YOUR GOAL
Turn every line of the items below into a Markdown table with a Row column holding the row number and a Line column holding the line's text. Skip blank lines and leave out the pictures.

DATASET EXTRACT
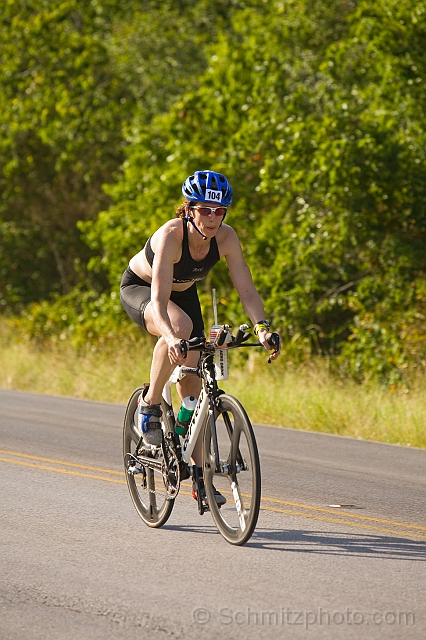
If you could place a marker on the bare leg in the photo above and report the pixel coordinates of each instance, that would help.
(161, 368)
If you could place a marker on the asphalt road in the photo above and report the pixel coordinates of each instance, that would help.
(77, 561)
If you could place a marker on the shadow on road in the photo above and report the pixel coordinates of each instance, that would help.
(323, 542)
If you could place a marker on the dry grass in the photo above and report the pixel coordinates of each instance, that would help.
(306, 397)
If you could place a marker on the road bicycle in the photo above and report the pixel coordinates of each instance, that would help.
(230, 456)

SOLUTION
| Row | Line |
|---|---|
| 1 | If you could place a marker on the bare leg in the photo above and report the pixel coordinates of each instance, that would help. |
| 2 | (161, 368) |
| 3 | If you could place a marker on the asphalt road in the photo above and report the pixel coordinates of each instance, that would help. |
| 4 | (77, 561) |
| 5 | If you could place a marker on the shadow on road in the photo above and report the pixel coordinates of each instance, that would help. |
| 6 | (323, 542) |
| 7 | If you could place a marker on the dry grass in the photo above and report the pixel coordinates of each instance, that would help. |
| 8 | (306, 397) |
| 9 | If you could place a marker on the road bicycle in the photo above and report the pixel coordinates of each instance, that would help. |
| 10 | (230, 456) |